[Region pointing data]
↓

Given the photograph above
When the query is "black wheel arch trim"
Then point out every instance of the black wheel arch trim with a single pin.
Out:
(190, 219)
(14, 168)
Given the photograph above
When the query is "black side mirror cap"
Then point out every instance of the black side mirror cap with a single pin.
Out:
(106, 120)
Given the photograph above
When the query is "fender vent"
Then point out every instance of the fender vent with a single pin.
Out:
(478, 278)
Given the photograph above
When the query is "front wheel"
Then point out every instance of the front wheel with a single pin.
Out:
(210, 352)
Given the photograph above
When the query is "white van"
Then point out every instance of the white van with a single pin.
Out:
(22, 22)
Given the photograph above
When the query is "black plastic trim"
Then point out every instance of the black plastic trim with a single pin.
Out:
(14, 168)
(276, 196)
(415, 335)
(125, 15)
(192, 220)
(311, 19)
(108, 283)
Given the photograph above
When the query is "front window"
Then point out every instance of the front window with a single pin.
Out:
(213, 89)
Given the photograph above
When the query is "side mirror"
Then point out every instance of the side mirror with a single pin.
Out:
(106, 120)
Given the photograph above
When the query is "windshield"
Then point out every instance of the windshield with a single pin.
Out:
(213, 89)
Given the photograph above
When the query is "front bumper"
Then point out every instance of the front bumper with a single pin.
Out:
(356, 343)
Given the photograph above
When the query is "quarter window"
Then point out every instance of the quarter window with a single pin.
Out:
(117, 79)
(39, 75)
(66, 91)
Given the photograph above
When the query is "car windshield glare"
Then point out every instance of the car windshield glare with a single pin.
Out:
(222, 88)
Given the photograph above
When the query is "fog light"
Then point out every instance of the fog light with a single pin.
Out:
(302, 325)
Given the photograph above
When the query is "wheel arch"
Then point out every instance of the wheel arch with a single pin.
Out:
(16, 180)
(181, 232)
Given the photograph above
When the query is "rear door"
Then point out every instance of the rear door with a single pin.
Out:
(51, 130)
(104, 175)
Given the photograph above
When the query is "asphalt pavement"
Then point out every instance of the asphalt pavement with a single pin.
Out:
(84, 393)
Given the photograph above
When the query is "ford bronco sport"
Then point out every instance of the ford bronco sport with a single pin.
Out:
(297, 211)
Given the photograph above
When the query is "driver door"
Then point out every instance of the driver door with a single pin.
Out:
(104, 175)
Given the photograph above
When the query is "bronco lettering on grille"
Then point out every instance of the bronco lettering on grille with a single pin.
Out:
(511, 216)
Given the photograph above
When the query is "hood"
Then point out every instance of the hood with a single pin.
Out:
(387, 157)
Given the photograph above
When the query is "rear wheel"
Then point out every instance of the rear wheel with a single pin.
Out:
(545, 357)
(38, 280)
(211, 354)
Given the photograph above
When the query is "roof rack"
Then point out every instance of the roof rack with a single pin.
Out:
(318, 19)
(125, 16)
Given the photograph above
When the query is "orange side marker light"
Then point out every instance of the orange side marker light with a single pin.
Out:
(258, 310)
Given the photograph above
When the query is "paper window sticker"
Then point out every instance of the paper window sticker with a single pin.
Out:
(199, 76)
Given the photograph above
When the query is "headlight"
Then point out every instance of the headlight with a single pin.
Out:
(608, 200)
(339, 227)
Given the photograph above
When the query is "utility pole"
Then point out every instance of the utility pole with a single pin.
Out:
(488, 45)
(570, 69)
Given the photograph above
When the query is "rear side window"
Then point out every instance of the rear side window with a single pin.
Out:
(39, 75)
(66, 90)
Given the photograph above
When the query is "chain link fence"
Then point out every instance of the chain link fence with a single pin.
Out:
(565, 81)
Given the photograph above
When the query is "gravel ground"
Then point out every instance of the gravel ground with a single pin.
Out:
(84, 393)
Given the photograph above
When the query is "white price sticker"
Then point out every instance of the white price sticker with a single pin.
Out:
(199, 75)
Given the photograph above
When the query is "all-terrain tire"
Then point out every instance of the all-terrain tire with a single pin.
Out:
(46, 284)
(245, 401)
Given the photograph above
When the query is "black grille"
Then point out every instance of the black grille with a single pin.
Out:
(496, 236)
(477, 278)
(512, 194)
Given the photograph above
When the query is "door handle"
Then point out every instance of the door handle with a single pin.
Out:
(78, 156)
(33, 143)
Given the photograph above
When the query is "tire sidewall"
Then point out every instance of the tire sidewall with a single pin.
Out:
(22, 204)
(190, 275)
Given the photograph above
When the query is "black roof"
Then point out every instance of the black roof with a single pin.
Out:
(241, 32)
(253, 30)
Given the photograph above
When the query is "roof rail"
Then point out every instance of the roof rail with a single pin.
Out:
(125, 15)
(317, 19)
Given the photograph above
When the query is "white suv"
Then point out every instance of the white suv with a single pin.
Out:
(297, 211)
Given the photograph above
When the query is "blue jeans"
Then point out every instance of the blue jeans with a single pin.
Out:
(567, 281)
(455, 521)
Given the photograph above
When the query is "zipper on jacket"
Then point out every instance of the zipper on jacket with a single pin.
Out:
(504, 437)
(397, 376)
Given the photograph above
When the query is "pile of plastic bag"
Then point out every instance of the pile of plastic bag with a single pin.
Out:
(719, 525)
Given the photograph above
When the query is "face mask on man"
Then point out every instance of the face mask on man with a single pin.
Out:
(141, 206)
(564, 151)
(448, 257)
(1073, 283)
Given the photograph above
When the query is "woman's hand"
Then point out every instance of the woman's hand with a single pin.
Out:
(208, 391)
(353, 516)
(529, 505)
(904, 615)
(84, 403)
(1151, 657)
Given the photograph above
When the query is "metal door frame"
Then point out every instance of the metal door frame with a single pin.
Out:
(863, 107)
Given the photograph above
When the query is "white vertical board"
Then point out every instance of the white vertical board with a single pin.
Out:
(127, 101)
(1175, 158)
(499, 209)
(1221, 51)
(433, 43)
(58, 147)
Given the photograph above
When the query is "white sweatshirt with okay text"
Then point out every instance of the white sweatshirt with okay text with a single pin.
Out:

↑

The full data must appear again, retyped in every detail.

Given the photograph above
When the query is "black wheel arch trim"
Then point out every instance of the black wheel arch trim with a single pin.
Out:
(190, 219)
(14, 168)
Given the photograph above
When the query is "black side mirror cap"
Then point out every instance of the black side mirror cap with a single pin.
Out:
(106, 120)
Given the photograph above
When the query is "fender vent"
Then point out every instance of the fender vent with a single pin.
Out:
(478, 278)
Given the photograph above
When the query is "front wheel"
Then point out every instance of the front wheel with a single pin.
Out:
(210, 352)
Given the photograph above
When the query is "white van"
Then point out every instance of the white van with a single pin.
Out:
(22, 22)
Given the photograph above
When the query is "black plastic trim"
Then point out every instance of the black plastic trim with a single pin.
Out:
(14, 168)
(276, 196)
(415, 335)
(125, 15)
(192, 220)
(311, 19)
(108, 283)
Given the photograph above
When the query is "front window"
Then point out every instance of the front window with a single pin.
Out:
(213, 89)
Given the photograph above
When the query is "side mirror"
Then point out every instance of the side mirror with a single pin.
Out:
(106, 120)
Given the photograph above
When the query is "windshield"
Then point out every instance of the windshield with a single pin.
Out:
(213, 89)
Given the photograph above
When the query is "front bumper"
Then point out every instance of the front bumper with a single pin.
Out:
(356, 343)
Given the photograph above
When the query is "quarter window"
Then point out every instance of the quarter window with a single pin.
Out:
(117, 79)
(39, 75)
(66, 91)
Given the photograph above
When the query is "car windshield glare"
Then point out every instance of the car windshield glare with a single pin.
Out:
(222, 88)
Given the photograph above
When the query is "fog light"
Then point out every instance of the fog light with a single pin.
Out:
(302, 325)
Given the photograph above
When the query is "wheel arch"
Then point out every instance of the wheel arch with a single pin.
Out:
(16, 180)
(181, 232)
Given the photograph above
When the query is "rear door"
Then point out every instance of the rear door with a single pin.
Out:
(51, 130)
(104, 175)
Given the photograph above
When the query is "asphalt pavement"
Then point out every instance of the asphalt pavement with a single pin.
Out:
(84, 393)
Given the photograph above
When the query is "ford bronco sport"
Then point out every instance of the ford bronco sport with a single pin.
Out:
(297, 211)
Given the photograph above
When the query is "driver door"
Then point out every instance of the driver door with a single pin.
Out:
(104, 175)
Given the photograph above
When the query is "bronco lettering on grille"
Then point out every instance of the bronco lettering on grille with a single pin.
Out:
(511, 216)
Given the photograph above
When the query is "hood"
Then point out every instance of the hood with a single pin.
Out:
(387, 157)
Given the photograph above
When the query is "rear wheel"
Then point out every instance of the rear wheel with a single pin.
Out:
(545, 357)
(38, 280)
(211, 354)
Given the photograph above
When the query is "roof rack"
Then point out every instance of the roof rack with a single pin.
Out:
(318, 19)
(125, 16)
Given the photograph above
When the query is "orange side marker light"
Then point out every instance of the orange side marker light with a single pin.
Out:
(258, 310)
Given the photograph above
When the query is "paper window sticker"
Then point out every instance of the paper window sticker with a single pin.
Out:
(199, 76)
Given the photograph above
When the query is "headlight"
Then point out every instance of the headlight with a single pin.
Out:
(608, 200)
(339, 227)
Given the photograph above
When the query is "utility pole"
Then point out every instance of the utility pole with a single pin.
Out:
(488, 45)
(570, 69)
Given the photograph above
When the query is "rear side window"
Then point out every instance of the rear side window with a single pin.
Out:
(39, 75)
(66, 90)
Given the photograph above
When the query is "chain link fence"
Then point out every instance of the chain link fence with a single pin.
Out:
(565, 81)
Given the photograph above
When the query is "gravel ground"
Then point out every instance of the gravel ground with a single pin.
Out:
(84, 393)
Given the photograph above
When the query is "white price sticker"
Then point out every instance of the white price sticker with a single pin.
Out:
(199, 75)
Given the photograph above
When the query is "all-terrain tire"
Then point out every instance of the all-terrain tire with a single pin.
Out:
(46, 284)
(245, 401)
Given the photograph above
When the query is "black grille"
Then point out every instance of the black grille with a single pin.
Out:
(496, 236)
(477, 278)
(512, 194)
Given the photograph above
When the query is "door handle"
Then point out every instance of the door handle with a single pin.
Out:
(78, 156)
(33, 143)
Given the photograph above
When the query is "tire sidewall"
Then point out every instance of the tire sidewall with a single pin.
Out:
(22, 204)
(190, 275)
Given the photograph above
When the query is "black roof"
Then point out every instance of the black roof with a single pin.
Out:
(241, 32)
(253, 30)
Given the photograph above
When the query is "roof rail"
Then point out every instance of the roof rail with a single pin.
Out:
(125, 15)
(317, 19)
Given the photograph above
When the query is "white suv"
Then point out every instance of the white suv with a single pin.
Out:
(297, 211)
Given the photograph above
When the query is "blue jeans"
Then point out every instance of the blue jeans with a single pin.
Out:
(567, 281)
(455, 521)
Given the photograph above
When the query is "zipper on jacket"
Then point out every instance of the zipper on jacket with a single pin.
Out:
(504, 437)
(397, 376)
Given the photograph above
When the query is "pile of plastic bag"
Then point out every instance of the pile of plastic bag with a single pin.
Out:
(719, 525)
Given the photograph above
When the query is "face mask on man"
Then point out every instance of the face mask on man with a single pin.
Out:
(141, 206)
(564, 151)
(448, 257)
(1073, 283)
Given the photograph above
When the query is "woman's hand"
Then point out every instance of the woman's hand with a single pin.
Out:
(208, 391)
(353, 516)
(529, 505)
(904, 615)
(84, 403)
(1151, 657)
Given the photograph above
When the query is "metal door frame"
Then point out every instance of the metal door frame with a single pin.
Out:
(863, 107)
Given the photograph above
When the query is "white vertical board"
Then point out every instance of the white vertical board with a single pin.
Out:
(127, 101)
(1175, 158)
(499, 209)
(1221, 51)
(433, 43)
(58, 147)
Given the photograph above
When the query is "white sweatshirt with okay text"
Then point out every instance of the white sweatshirt with okay text with a single pin.
Out:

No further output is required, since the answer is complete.